+++ Records for processing +++
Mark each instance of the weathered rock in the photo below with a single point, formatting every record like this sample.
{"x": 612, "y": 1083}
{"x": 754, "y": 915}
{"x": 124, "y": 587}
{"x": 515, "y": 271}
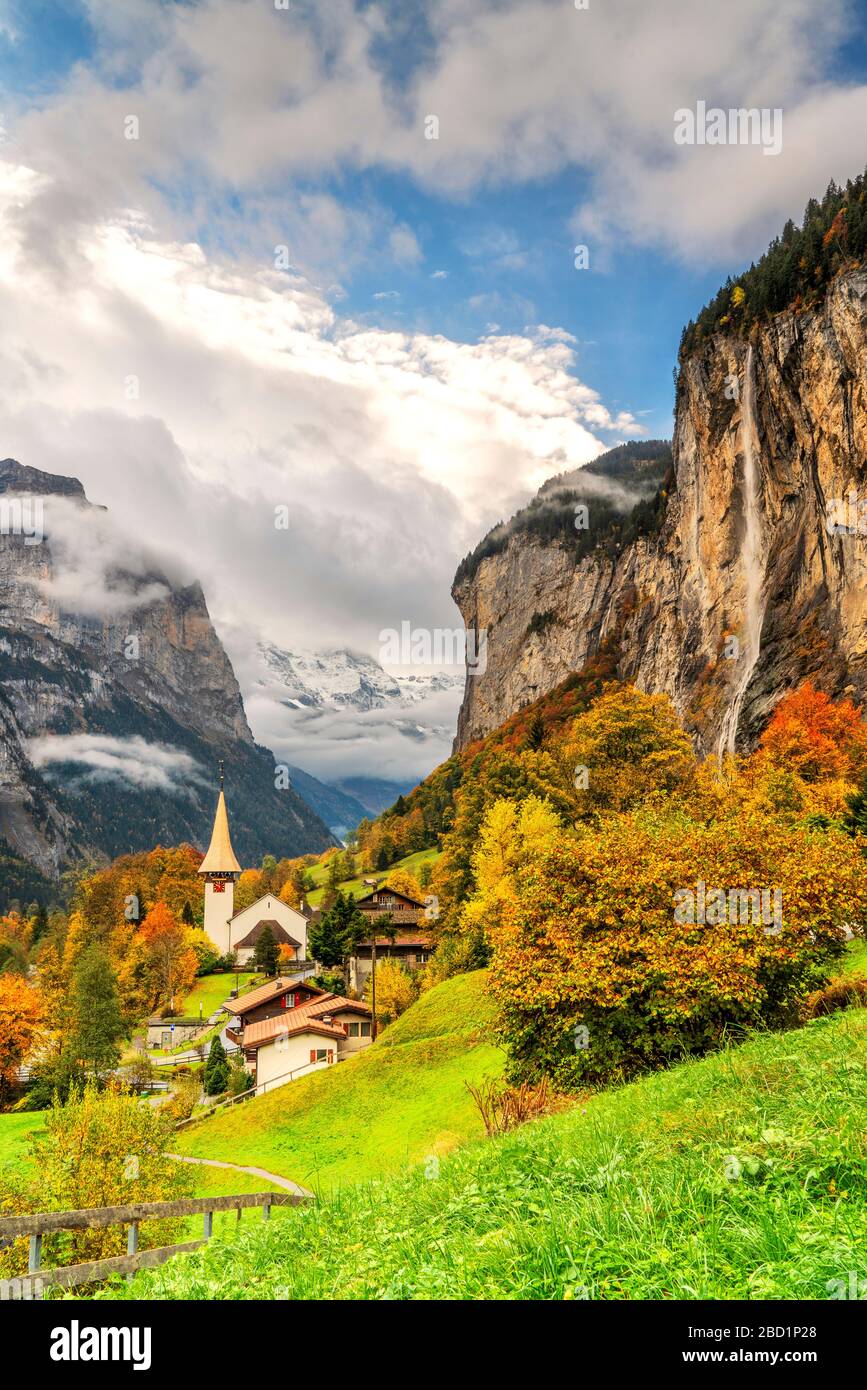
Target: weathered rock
{"x": 667, "y": 603}
{"x": 152, "y": 673}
+++
**Goal**. Update the records by changing every "weathered rock" to "eroded rock", keeping everything else the same. Leave the pictures out of your answer.

**The result**.
Mark each instance of the eroded rock in the photo below with a single point, formatting every record like this sample.
{"x": 612, "y": 1083}
{"x": 754, "y": 915}
{"x": 124, "y": 587}
{"x": 515, "y": 271}
Target: eroded rock
{"x": 667, "y": 603}
{"x": 152, "y": 673}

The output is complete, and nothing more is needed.